§ **Your task**
Exact transcription of the following records is needed, with every picture dropped.

(Beginning of Data for the task)

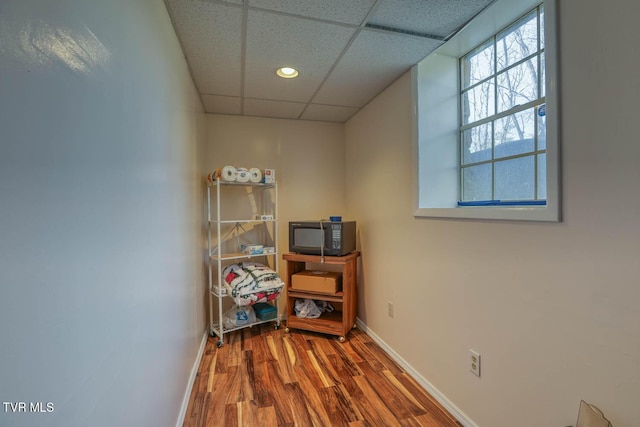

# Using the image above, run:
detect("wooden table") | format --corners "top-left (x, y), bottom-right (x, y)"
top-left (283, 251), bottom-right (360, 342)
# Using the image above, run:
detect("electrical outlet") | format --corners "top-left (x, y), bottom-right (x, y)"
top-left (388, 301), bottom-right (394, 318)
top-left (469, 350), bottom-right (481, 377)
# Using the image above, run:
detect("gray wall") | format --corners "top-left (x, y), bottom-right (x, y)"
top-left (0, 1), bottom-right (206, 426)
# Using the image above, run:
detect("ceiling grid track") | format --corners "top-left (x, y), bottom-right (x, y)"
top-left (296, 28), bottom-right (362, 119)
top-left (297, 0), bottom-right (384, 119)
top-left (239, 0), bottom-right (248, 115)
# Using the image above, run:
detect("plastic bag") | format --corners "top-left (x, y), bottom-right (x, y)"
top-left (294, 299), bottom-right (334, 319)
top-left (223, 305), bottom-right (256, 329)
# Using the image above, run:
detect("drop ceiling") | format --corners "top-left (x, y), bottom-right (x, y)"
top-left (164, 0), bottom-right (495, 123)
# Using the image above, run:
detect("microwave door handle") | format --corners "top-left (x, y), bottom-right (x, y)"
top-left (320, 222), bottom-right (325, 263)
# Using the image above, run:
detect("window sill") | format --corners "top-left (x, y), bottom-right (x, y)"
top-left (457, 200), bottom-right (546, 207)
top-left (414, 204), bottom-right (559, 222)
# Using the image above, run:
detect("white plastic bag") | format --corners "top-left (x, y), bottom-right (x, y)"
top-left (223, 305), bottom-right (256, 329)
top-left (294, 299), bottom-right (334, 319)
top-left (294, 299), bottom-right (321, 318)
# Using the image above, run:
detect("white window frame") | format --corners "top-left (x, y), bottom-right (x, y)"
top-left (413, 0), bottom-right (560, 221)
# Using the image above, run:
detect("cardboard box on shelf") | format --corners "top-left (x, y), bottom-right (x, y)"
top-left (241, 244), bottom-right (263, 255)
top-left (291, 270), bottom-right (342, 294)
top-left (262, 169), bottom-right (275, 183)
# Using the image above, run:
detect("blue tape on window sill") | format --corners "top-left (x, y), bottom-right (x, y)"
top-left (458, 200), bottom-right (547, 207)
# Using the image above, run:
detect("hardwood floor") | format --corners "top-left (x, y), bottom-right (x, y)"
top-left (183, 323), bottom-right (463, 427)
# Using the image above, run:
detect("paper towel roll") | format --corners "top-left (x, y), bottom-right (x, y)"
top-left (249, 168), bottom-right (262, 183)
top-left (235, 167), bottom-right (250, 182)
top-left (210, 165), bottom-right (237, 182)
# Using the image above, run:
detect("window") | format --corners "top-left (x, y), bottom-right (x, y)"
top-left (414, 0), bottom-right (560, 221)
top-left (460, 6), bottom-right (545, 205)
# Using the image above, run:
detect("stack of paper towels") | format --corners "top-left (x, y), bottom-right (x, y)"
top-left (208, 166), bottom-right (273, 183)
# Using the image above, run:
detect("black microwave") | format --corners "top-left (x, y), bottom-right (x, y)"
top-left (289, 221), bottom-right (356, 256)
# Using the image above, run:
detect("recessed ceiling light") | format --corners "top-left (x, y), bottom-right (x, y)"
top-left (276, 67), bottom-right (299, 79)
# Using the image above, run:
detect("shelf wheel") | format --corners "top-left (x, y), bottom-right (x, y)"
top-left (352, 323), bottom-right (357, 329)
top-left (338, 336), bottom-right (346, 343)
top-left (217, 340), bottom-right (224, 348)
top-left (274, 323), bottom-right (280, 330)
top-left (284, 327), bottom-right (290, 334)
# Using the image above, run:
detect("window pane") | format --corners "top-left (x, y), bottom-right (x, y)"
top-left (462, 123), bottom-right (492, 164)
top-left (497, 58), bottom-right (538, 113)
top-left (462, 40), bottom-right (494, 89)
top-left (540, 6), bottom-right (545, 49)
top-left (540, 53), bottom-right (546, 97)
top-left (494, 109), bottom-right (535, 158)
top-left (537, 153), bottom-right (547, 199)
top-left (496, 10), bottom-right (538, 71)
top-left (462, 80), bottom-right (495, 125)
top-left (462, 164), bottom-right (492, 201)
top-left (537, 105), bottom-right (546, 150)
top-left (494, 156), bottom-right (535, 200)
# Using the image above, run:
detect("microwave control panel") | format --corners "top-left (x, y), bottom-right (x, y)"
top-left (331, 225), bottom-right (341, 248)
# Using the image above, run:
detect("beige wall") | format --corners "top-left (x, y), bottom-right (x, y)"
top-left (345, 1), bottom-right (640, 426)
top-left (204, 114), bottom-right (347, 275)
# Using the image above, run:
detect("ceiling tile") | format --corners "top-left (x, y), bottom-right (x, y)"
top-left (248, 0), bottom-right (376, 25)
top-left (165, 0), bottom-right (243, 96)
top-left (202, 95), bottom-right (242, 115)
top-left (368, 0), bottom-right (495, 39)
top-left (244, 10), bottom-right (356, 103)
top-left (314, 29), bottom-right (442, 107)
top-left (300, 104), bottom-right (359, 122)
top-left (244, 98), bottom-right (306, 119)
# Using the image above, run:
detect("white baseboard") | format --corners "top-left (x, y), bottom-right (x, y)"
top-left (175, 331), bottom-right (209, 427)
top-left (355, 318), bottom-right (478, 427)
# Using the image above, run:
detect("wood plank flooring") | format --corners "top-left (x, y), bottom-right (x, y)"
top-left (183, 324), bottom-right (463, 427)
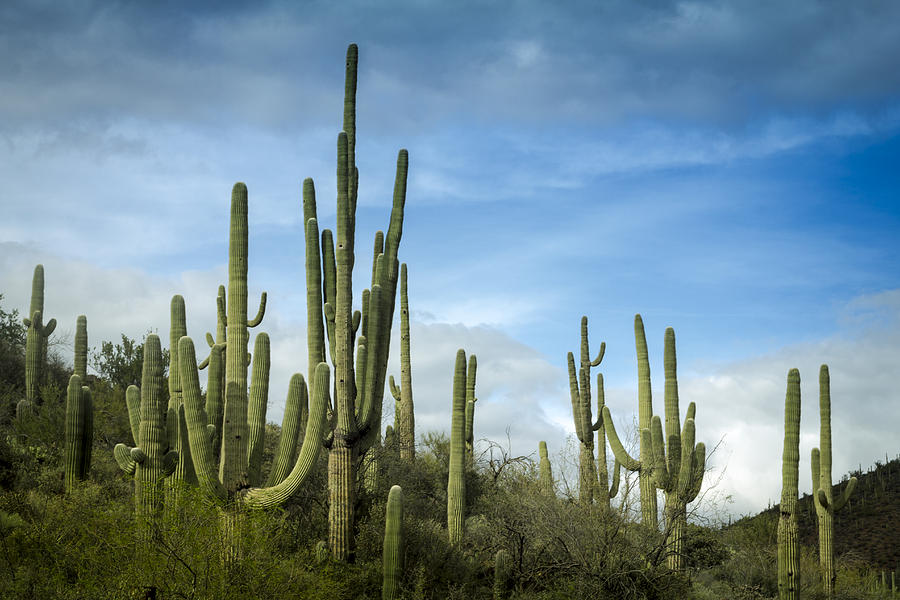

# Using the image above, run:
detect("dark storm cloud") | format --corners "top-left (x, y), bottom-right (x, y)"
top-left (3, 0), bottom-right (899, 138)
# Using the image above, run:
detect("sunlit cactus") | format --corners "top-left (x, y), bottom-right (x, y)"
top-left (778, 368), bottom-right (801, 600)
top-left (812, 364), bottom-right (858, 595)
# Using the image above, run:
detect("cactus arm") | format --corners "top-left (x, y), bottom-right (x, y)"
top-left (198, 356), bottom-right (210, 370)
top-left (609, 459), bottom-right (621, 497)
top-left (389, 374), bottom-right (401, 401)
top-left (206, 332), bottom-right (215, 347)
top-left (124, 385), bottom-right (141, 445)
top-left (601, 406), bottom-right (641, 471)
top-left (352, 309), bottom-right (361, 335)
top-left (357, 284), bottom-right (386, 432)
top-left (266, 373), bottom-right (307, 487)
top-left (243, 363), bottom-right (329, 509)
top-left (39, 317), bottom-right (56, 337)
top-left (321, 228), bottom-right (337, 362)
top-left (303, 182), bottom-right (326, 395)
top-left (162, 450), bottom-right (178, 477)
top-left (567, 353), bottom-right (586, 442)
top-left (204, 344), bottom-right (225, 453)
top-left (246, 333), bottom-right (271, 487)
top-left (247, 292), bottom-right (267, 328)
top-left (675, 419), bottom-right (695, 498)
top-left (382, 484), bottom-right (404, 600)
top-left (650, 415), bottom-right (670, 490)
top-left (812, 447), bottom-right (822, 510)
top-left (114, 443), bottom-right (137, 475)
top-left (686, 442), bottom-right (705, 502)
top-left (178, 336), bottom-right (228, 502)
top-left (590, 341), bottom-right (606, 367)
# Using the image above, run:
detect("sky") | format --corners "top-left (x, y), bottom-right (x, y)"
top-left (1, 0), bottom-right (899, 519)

(End of Data for the task)

§ **Completed exercise**
# Using the image above, run:
detect("wooden table") | format --corners "top-left (x, y), bottom-right (x, y)"
top-left (283, 251), bottom-right (360, 342)
# Using the image above, run:
detect("electrical outlet") | format --corners "top-left (x, y), bottom-right (x, y)"
top-left (388, 301), bottom-right (394, 318)
top-left (469, 350), bottom-right (481, 377)
# Using the image above, run:
detect("gray wall") | format --corners "top-left (x, y), bottom-right (x, y)"
top-left (0, 1), bottom-right (206, 426)
# Using the image above, run:
detect("ceiling grid track") | format --corners "top-left (x, y), bottom-right (x, y)"
top-left (296, 28), bottom-right (362, 119)
top-left (297, 0), bottom-right (384, 119)
top-left (239, 0), bottom-right (248, 115)
# Using the image above, run:
detect("plastic bag") | format --corners "top-left (x, y), bottom-right (x, y)"
top-left (294, 299), bottom-right (334, 319)
top-left (223, 305), bottom-right (256, 329)
# Using the image above, run:
detect("drop ceiling") | format --corners "top-left (x, y), bottom-right (x, y)"
top-left (164, 0), bottom-right (495, 123)
# Using the image above, run:
detect("microwave door handle") | format --corners "top-left (x, y), bottom-right (x, y)"
top-left (320, 222), bottom-right (325, 263)
# Using the image above, run:
detect("window sill") | format --corners "top-left (x, y), bottom-right (x, y)"
top-left (457, 200), bottom-right (546, 207)
top-left (414, 204), bottom-right (559, 222)
# Using the image above, run:
detect("white plastic bag") | format --corners "top-left (x, y), bottom-right (x, y)"
top-left (223, 305), bottom-right (256, 329)
top-left (294, 299), bottom-right (334, 319)
top-left (294, 299), bottom-right (321, 318)
# Using the image above, run:
detect("white window frame") | format --corners "top-left (x, y), bottom-right (x, y)"
top-left (413, 0), bottom-right (560, 221)
# Using the image above, run:
detect("cardboard box on shelf") | format --corners "top-left (x, y), bottom-right (x, y)"
top-left (241, 244), bottom-right (263, 255)
top-left (291, 270), bottom-right (342, 294)
top-left (262, 169), bottom-right (275, 183)
# Using the image above, run:
detect("blue tape on window sill") | format --corners "top-left (x, y), bottom-right (x, y)"
top-left (458, 200), bottom-right (547, 207)
# Using the image above, run:
detect("hardwood floor") | format --corners "top-left (x, y), bottom-right (x, y)"
top-left (183, 323), bottom-right (463, 427)
# Using the image above, run:
detect("paper towel roll") | format --corners "top-left (x, y), bottom-right (x, y)"
top-left (249, 168), bottom-right (262, 183)
top-left (235, 167), bottom-right (250, 182)
top-left (210, 165), bottom-right (237, 182)
# Using the image above, run:
detect("window") | format --corners "top-left (x, y), bottom-right (x, y)"
top-left (414, 0), bottom-right (560, 221)
top-left (460, 6), bottom-right (545, 205)
# Using the image above, run:
detect("stack of paper towels") | format --corners "top-left (x, y), bottom-right (x, y)"
top-left (208, 166), bottom-right (273, 183)
# Using the image above, run:
detect("black microwave") | format --corners "top-left (x, y), bottom-right (x, y)"
top-left (289, 221), bottom-right (356, 256)
# Using the image above, run:
detect("recessed ceiling light") | format --corners "top-left (x, y), bottom-right (x, y)"
top-left (276, 67), bottom-right (299, 79)
# Using the image above, run:
detect("shelf wheel") | format --corners "top-left (x, y), bottom-right (x, y)"
top-left (352, 323), bottom-right (357, 329)
top-left (338, 336), bottom-right (346, 343)
top-left (217, 340), bottom-right (224, 348)
top-left (274, 323), bottom-right (280, 330)
top-left (284, 327), bottom-right (290, 334)
# Using the image above, run:
detect("window pane") | format --corners "top-left (x, y), bottom-right (x, y)"
top-left (462, 123), bottom-right (492, 164)
top-left (497, 58), bottom-right (538, 113)
top-left (462, 40), bottom-right (494, 89)
top-left (540, 6), bottom-right (545, 49)
top-left (540, 53), bottom-right (546, 97)
top-left (494, 109), bottom-right (535, 158)
top-left (537, 153), bottom-right (547, 199)
top-left (496, 10), bottom-right (538, 71)
top-left (462, 80), bottom-right (495, 125)
top-left (462, 164), bottom-right (492, 201)
top-left (537, 105), bottom-right (546, 150)
top-left (494, 156), bottom-right (535, 200)
# Using the image above, run:
detect("microwave control panel") | format --corners "top-left (x, y), bottom-right (x, y)"
top-left (331, 225), bottom-right (341, 248)
# Using the image above, run:
detect("beige wall") | format --corners "top-left (x, y), bottom-right (x, y)"
top-left (345, 1), bottom-right (640, 426)
top-left (204, 114), bottom-right (347, 275)
# Using the image above, run:
detect("ceiling tile") | format --corners "top-left (x, y), bottom-right (x, y)"
top-left (248, 0), bottom-right (376, 25)
top-left (165, 0), bottom-right (243, 96)
top-left (202, 95), bottom-right (242, 115)
top-left (368, 0), bottom-right (495, 39)
top-left (244, 10), bottom-right (356, 103)
top-left (314, 29), bottom-right (442, 107)
top-left (300, 104), bottom-right (359, 122)
top-left (244, 98), bottom-right (306, 119)
# Using the image above, run:
detect("white baseboard") | format --corners "top-left (x, y), bottom-right (x, y)"
top-left (175, 331), bottom-right (209, 427)
top-left (355, 318), bottom-right (478, 427)
# Using the image above, run:
detect("wood plank flooring") | format --corners "top-left (x, y), bottom-right (x, y)"
top-left (183, 324), bottom-right (463, 427)

# Using the image above, run:
detect("dark storm cloud") | format --corners "top-left (x, y), bottom-right (x, y)"
top-left (3, 0), bottom-right (899, 138)
# Using the image above, run:
detect("sunlit cactus") | format --corners "top-left (x, y), bottom-right (x, y)"
top-left (778, 368), bottom-right (801, 600)
top-left (812, 364), bottom-right (858, 595)
# Using the image above, run:
detect("cactus arm") | format --corners "top-left (x, y), bottom-right (x, y)"
top-left (198, 356), bottom-right (210, 370)
top-left (609, 459), bottom-right (621, 497)
top-left (389, 374), bottom-right (401, 401)
top-left (206, 332), bottom-right (215, 347)
top-left (124, 385), bottom-right (141, 445)
top-left (601, 406), bottom-right (641, 471)
top-left (352, 309), bottom-right (361, 335)
top-left (357, 284), bottom-right (386, 432)
top-left (266, 373), bottom-right (307, 487)
top-left (243, 363), bottom-right (329, 509)
top-left (39, 317), bottom-right (56, 337)
top-left (321, 228), bottom-right (337, 362)
top-left (303, 182), bottom-right (326, 395)
top-left (162, 450), bottom-right (178, 477)
top-left (567, 353), bottom-right (586, 442)
top-left (204, 344), bottom-right (225, 453)
top-left (246, 333), bottom-right (271, 487)
top-left (247, 292), bottom-right (267, 328)
top-left (675, 419), bottom-right (695, 498)
top-left (382, 484), bottom-right (404, 600)
top-left (650, 415), bottom-right (670, 490)
top-left (812, 447), bottom-right (822, 510)
top-left (114, 443), bottom-right (137, 475)
top-left (686, 442), bottom-right (705, 502)
top-left (178, 336), bottom-right (228, 502)
top-left (590, 341), bottom-right (606, 367)
# Using the image above, run:
detect("sky") | format --corners "top-left (x, y), bottom-right (x, y)"
top-left (1, 0), bottom-right (899, 519)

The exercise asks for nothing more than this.